====== Supplied text ======

The OP points out how some of the older Sesame Street monsters have an edgy
quality to balance their cuddliness. That was distinctive of Henson. His
regional TV commercials from the 1950s already showed something similar:
[https://news.ycombinator.com/item?id=3929121](https://news.ycombinator.com/item?id=3929121).

------
DigitalSea
I completely agree. I can not stand Elmo as a character. He lacks depth and is
really annoying. However, observing my 1.5 year old niece when Elmo comes on,
you can see why he is the popular Muppet. Kids love his annoying voice and
silliness which is why Elmo will continue to be at the forefront of Sesame
Street.

I saw the episode where they talked about Mr. Hooper's death. It was the
saddest thing I had seen in a very long time. Very emotional and probably the
most honest episode ever made.

======

# [Given request]
Condense the paragraph of the Sesame Street thread that begins "I completely agree." into a short bulleted list, keeping its main points. None of the rows are needed for this exercise.

====== Material ======

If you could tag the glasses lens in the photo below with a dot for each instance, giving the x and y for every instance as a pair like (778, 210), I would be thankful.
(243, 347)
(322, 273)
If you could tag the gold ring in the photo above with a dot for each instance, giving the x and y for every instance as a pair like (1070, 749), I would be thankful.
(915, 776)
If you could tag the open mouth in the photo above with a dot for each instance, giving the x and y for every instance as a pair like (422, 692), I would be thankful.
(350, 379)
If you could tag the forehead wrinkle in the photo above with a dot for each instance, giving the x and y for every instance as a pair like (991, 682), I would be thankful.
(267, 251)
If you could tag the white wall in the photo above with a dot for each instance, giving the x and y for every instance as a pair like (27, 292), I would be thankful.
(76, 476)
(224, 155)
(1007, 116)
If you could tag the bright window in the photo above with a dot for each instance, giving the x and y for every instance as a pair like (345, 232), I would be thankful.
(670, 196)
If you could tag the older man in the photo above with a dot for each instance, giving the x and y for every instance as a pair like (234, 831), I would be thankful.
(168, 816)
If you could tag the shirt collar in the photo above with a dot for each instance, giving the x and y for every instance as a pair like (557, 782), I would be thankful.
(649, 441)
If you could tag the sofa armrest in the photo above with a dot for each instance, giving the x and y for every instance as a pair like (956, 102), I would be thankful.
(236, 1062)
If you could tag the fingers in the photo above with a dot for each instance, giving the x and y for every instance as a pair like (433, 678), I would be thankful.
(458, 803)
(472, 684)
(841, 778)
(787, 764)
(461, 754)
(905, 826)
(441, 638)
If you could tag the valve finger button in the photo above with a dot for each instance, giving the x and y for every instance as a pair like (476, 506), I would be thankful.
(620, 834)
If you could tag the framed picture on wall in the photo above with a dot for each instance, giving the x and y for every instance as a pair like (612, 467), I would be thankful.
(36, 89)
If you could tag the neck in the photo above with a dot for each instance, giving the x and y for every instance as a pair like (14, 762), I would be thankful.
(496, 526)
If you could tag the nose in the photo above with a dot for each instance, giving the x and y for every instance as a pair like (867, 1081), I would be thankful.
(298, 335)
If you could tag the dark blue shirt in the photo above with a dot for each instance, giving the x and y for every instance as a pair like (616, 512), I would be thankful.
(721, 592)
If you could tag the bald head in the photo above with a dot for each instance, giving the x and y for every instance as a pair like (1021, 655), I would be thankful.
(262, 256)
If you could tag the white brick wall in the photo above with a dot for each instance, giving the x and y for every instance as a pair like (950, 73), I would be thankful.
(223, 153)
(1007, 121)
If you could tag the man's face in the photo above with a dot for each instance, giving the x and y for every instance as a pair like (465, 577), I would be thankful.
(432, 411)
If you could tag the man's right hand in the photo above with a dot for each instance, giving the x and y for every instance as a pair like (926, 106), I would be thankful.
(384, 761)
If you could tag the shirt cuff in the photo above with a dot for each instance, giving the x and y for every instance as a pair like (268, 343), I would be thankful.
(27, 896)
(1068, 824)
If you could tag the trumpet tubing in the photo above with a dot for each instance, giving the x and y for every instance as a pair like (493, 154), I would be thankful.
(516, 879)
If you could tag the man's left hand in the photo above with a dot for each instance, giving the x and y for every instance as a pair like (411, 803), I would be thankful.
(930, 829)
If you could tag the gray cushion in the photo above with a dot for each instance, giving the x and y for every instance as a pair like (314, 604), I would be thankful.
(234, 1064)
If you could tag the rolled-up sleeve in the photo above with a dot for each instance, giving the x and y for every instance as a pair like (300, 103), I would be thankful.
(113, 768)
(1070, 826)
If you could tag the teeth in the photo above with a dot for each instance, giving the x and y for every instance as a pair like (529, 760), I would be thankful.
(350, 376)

======

# [Task solution]
- The commenter cannot stand Elmo, finding him shallow and annoying.
- Watching the commenter's 1.5-year-old niece when Elmo comes on shows why he is the popular Muppet.
- Kids love his annoying voice and silliness.
- That is why Elmo will stay at the forefront of Sesame Street.